(PAGE TEXT)
______
It feels like so much has happened in just the few short months since the launch of Big Navi. In December, all we had to worry about was limited supply and scalpers hoovering up what few graphics cards there were, only to see cards show up on eBay at significant price premiums. Now we have to deal with all of that, plus coin mining fueled shortages and even higher prices.
If all of the Nvidia Ampere and AMD RDNA2 GPUs were available at prices close to MSRP, the RX 6700 XT would look a bit overpriced. It's basically a match for the RTX 3060 Ti, without the option for DLSS and weaker ray tracing performance, at an $80 price premium. Calling this an RTX 3070 competitor is a bit too ambitious, unless you limit testing to AMD-promoted games like Assassin's Creed Valhalla, Borderlands 3, Dirt 5, etc. But now? Now there are a lot of gamers who would happily pay $479 for an RX 6700 XT — and they're not likely to find one in stock.
AMD's Navi 22 chip takes over from the previous generation Navi 10 chip, packing in new features and a large Infinity Cache that results in 33% larger die. It's not just ray tracing and cache, though, as VRS, mesh shaders, and a reworked pipeline that can hit significantly higher clocks are all part of the package. If nothing else, the clocks on AMD's RDNA2 parts are certainly impressive, and the 6700 XT typically runs at clocks around 40% higher than RX 5700 XT. Combined with the other architectural tweaks and enhancements, that yields gaming performance that's around 30% faster, plus 50% more VRAM to ensure you won't hit memory limits in the most voracious of games.
Is that enough? At 'official' prices — which are basically just fantasyland right now — we'd call this a good card, but we'd point to the RX 6800 and RX 6800 XT as better overall picks. More memory, more cores, better performance, and not that much more expensive. We'd also give the RTX 3060 Ti and RTX 3070 an edge over the 6700 XT, due to features, performance, and pricing (in that order). Except, right now, the Navi 21 and Ampere cards are all selling at more than double their MSRPs on eBay, and finding cards at retail continues to be a problem.
______
(RECORDED DATA)
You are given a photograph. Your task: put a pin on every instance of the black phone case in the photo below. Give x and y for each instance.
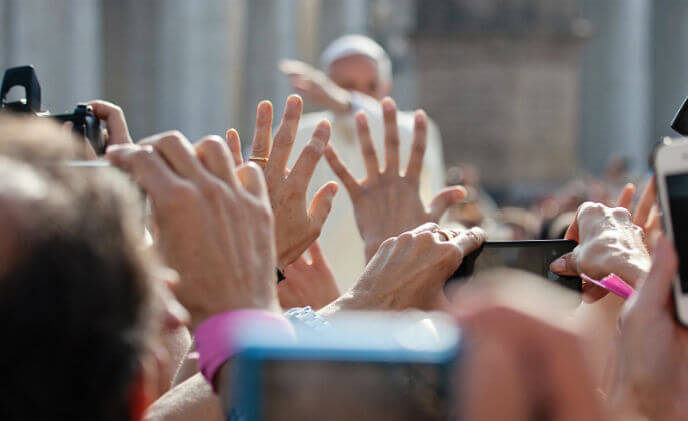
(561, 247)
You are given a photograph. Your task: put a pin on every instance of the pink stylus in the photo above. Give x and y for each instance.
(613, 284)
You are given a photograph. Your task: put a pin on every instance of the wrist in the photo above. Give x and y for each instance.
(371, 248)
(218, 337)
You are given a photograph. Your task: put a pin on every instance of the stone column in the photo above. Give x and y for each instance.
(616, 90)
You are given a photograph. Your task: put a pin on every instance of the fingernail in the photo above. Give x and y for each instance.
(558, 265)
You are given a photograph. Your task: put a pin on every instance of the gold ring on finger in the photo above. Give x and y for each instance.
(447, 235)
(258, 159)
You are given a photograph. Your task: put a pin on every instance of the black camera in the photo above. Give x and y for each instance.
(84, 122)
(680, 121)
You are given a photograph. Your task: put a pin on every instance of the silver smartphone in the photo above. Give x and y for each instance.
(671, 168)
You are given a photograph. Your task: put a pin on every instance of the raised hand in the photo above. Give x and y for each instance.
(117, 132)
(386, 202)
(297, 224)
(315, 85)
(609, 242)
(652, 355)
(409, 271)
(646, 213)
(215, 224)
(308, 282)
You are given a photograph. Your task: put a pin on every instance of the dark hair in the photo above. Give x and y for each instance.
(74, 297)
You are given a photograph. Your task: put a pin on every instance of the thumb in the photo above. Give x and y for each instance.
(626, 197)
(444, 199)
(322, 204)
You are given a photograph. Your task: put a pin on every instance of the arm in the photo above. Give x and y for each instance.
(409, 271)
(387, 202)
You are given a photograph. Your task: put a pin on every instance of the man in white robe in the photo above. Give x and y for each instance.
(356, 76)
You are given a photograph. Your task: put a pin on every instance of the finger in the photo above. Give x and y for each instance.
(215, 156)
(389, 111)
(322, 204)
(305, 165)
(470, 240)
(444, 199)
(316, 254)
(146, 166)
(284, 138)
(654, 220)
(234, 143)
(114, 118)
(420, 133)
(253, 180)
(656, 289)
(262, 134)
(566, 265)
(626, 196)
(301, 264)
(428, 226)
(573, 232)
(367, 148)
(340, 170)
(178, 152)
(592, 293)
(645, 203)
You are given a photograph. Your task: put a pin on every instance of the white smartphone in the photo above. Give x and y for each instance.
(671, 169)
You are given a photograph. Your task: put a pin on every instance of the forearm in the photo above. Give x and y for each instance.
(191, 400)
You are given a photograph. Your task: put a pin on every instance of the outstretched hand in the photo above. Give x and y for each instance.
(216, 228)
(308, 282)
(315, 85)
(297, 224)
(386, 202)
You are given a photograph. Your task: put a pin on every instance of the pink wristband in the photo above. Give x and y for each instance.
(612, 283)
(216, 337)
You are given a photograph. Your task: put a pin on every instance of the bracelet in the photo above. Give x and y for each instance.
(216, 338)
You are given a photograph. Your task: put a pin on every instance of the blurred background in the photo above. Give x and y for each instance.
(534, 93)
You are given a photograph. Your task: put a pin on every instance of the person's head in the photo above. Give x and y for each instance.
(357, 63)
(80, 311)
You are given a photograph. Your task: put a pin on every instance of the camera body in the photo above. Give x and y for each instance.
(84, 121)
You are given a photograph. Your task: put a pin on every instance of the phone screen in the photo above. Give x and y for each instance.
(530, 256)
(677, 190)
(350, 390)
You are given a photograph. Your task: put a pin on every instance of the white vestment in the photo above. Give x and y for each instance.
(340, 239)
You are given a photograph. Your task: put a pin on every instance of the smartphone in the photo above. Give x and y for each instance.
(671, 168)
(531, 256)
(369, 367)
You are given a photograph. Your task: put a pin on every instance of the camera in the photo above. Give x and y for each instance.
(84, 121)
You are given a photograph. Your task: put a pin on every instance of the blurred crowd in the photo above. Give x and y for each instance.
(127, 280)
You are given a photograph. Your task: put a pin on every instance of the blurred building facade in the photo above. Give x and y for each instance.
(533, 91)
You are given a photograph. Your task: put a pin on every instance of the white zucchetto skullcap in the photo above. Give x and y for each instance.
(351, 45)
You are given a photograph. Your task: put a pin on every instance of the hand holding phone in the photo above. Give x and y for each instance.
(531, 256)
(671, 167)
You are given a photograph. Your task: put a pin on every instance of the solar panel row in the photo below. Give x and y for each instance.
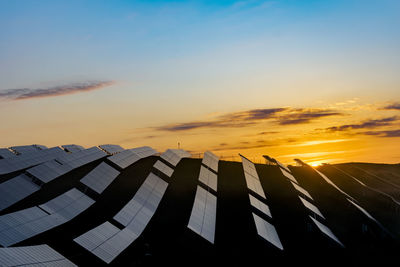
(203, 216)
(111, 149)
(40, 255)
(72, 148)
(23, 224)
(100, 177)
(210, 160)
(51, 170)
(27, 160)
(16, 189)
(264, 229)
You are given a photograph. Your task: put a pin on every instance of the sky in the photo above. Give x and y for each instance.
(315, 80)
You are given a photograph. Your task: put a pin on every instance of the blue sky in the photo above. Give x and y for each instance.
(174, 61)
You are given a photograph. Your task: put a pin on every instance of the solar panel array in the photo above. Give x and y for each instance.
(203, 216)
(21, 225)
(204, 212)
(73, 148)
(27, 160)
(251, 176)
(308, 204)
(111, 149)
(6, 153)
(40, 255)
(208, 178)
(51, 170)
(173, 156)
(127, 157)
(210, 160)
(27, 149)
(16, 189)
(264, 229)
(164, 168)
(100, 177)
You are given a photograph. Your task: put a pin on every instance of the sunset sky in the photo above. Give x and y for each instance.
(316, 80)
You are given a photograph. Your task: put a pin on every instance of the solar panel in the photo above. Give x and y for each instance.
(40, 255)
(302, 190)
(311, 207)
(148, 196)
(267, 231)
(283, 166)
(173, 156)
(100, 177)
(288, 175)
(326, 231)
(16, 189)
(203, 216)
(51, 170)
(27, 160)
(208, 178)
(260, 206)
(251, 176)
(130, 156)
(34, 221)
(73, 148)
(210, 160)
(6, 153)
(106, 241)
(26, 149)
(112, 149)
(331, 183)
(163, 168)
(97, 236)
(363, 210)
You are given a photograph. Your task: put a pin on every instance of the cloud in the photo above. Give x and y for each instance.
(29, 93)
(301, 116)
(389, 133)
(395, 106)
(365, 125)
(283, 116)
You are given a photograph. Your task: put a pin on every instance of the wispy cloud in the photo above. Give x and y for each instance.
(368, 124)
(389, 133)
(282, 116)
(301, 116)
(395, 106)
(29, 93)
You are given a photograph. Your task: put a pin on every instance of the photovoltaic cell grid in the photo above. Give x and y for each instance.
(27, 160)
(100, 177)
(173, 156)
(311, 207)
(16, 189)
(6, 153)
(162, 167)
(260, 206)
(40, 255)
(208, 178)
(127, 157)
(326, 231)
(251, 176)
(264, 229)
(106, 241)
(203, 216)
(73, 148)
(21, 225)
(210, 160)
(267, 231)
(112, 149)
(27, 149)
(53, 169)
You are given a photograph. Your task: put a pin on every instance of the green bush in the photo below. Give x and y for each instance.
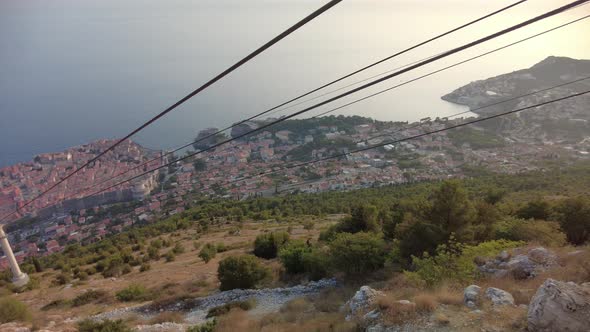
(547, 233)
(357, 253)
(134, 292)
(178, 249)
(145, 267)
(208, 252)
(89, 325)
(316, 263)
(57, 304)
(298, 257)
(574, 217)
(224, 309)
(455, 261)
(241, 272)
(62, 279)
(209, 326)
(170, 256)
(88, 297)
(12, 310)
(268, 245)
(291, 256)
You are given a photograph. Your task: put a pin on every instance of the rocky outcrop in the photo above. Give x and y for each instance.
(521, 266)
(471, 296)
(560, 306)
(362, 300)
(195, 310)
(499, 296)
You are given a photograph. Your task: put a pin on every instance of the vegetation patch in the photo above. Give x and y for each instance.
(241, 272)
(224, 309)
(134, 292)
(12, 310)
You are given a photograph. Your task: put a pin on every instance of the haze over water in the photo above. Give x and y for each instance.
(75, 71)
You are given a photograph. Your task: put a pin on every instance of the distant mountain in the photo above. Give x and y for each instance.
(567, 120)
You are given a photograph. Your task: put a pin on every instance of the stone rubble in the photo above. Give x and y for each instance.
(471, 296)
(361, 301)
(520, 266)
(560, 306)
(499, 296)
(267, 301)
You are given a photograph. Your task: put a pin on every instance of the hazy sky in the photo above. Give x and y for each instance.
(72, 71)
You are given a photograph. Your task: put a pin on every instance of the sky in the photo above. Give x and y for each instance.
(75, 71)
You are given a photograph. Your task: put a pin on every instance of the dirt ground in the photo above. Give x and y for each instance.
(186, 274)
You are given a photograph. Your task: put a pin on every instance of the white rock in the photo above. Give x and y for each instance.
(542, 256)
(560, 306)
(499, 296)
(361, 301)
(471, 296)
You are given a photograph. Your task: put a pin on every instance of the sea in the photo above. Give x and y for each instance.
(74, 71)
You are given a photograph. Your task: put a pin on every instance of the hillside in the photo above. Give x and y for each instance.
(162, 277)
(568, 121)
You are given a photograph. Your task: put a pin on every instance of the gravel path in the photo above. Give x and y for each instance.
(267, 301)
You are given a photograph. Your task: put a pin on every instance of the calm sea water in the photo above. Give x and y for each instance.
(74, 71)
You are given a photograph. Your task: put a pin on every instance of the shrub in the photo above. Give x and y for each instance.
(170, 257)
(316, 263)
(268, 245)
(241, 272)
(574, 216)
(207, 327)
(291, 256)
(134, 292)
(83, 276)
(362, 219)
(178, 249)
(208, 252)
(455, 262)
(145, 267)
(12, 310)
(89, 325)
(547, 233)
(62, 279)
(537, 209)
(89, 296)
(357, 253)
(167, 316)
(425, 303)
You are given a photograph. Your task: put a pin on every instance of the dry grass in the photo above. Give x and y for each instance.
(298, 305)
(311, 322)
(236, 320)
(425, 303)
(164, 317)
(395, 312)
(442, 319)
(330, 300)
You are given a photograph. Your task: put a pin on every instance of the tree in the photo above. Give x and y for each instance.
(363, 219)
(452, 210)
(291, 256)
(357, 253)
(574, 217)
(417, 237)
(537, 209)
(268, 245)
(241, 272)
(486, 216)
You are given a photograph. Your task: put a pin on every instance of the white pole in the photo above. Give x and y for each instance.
______
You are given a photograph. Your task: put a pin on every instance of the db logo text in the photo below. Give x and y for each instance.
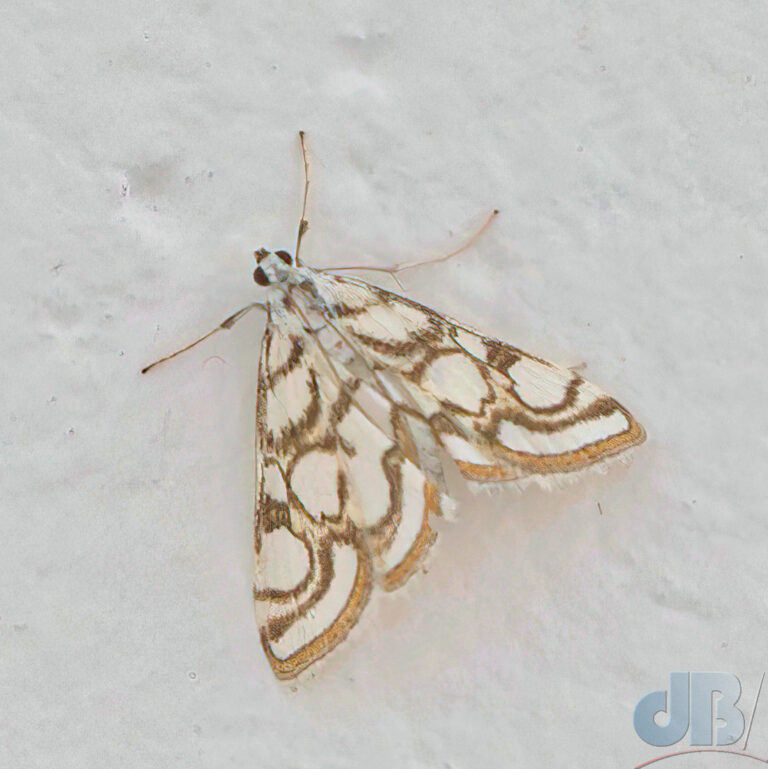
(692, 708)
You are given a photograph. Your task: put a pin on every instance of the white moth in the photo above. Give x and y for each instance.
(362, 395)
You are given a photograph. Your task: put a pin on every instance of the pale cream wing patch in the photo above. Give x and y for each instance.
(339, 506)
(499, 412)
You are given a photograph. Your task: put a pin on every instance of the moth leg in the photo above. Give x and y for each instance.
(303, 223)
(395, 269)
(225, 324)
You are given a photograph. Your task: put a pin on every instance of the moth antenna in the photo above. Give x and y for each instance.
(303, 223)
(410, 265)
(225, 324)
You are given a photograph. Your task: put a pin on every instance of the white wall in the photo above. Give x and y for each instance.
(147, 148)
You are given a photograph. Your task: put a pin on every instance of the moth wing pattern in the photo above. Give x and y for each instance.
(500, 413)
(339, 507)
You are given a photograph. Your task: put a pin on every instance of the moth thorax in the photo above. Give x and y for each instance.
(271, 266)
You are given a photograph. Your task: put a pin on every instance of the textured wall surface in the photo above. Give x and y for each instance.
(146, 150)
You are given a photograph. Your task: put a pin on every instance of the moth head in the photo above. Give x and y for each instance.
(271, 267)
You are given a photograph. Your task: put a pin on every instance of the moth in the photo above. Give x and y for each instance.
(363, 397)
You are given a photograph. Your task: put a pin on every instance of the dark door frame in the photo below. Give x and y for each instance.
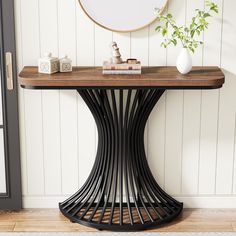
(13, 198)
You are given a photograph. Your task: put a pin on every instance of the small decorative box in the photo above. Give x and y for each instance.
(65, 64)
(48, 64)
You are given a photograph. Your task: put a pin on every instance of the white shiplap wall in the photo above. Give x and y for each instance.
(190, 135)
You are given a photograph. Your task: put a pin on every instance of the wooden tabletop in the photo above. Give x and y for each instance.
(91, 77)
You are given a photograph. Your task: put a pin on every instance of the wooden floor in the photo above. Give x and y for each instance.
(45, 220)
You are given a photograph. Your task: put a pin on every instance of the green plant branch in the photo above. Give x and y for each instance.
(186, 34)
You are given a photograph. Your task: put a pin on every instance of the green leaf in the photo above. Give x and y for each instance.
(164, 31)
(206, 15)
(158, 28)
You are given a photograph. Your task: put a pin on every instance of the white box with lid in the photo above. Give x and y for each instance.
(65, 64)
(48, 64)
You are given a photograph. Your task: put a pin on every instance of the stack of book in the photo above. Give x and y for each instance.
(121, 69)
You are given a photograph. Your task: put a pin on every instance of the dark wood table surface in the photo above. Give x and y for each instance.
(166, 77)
______
(WHAT IS ASKED)
(a) Name every graphics card model that the text on the RX 6700 XT identifies by its model number.
(b) Reproduce a passage of the text on the RX 6700 XT word for word. Begin at the words "It feels like" and stop after the words "even higher prices.".

(RESULTS OF THE TASKS)
(a) RX 6700 XT, RTX 3060 Ti, RTX 3070, RX 5700 XT, RX 6800, RX 6800 XT

(b)
It feels like so much has happened in just the few short months since the launch of Big Navi. In December, all we had to worry about was limited supply and scalpers hoovering up what few graphics cards there were, only to see cards show up on eBay at significant price premiums. Now we have to deal with all of that, plus coin mining fueled shortages and even higher prices.